Information given start

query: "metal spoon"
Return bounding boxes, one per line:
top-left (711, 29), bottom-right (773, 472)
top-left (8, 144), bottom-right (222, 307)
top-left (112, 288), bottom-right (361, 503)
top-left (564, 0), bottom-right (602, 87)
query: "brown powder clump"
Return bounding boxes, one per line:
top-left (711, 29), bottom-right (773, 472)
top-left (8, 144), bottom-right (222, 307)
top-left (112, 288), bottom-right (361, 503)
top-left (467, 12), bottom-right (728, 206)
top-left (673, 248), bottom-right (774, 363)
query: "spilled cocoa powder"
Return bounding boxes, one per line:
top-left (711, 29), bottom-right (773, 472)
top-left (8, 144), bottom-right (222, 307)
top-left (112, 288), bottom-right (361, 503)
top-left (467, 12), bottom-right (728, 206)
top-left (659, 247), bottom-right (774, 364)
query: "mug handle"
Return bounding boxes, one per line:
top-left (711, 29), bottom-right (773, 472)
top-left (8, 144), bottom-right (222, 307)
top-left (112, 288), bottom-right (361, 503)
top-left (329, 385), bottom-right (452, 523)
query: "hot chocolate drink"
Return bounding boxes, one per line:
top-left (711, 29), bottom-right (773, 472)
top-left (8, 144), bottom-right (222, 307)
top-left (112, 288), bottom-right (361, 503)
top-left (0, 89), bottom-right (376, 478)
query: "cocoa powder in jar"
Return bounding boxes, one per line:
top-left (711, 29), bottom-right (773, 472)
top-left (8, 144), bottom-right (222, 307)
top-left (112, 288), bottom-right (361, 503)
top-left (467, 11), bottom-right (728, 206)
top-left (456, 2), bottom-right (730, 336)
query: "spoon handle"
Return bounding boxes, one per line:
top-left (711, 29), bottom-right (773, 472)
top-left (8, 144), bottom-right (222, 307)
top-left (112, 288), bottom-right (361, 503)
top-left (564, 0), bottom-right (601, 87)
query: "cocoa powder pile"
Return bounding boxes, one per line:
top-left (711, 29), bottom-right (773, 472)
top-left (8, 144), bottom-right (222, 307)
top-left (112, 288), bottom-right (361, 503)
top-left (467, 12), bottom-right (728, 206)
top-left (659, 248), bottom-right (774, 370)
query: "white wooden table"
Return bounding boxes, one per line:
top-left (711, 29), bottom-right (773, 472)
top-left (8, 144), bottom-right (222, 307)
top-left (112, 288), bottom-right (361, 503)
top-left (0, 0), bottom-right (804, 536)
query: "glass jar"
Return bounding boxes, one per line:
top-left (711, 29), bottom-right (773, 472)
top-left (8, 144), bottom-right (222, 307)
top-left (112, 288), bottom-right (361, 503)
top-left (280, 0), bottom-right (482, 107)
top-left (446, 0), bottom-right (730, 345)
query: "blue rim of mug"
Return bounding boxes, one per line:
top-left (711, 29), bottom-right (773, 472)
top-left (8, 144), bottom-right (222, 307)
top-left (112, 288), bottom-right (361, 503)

Information given end

_Given instruction:_
Copy the material above word for word, from its first line down to the line with "top-left (564, 0), bottom-right (602, 87)", including both of those lines.

_Expected output:_
query: "metal spoon"
Return bounding boxes, one per line:
top-left (711, 29), bottom-right (773, 472)
top-left (8, 144), bottom-right (222, 307)
top-left (112, 288), bottom-right (361, 503)
top-left (564, 0), bottom-right (602, 87)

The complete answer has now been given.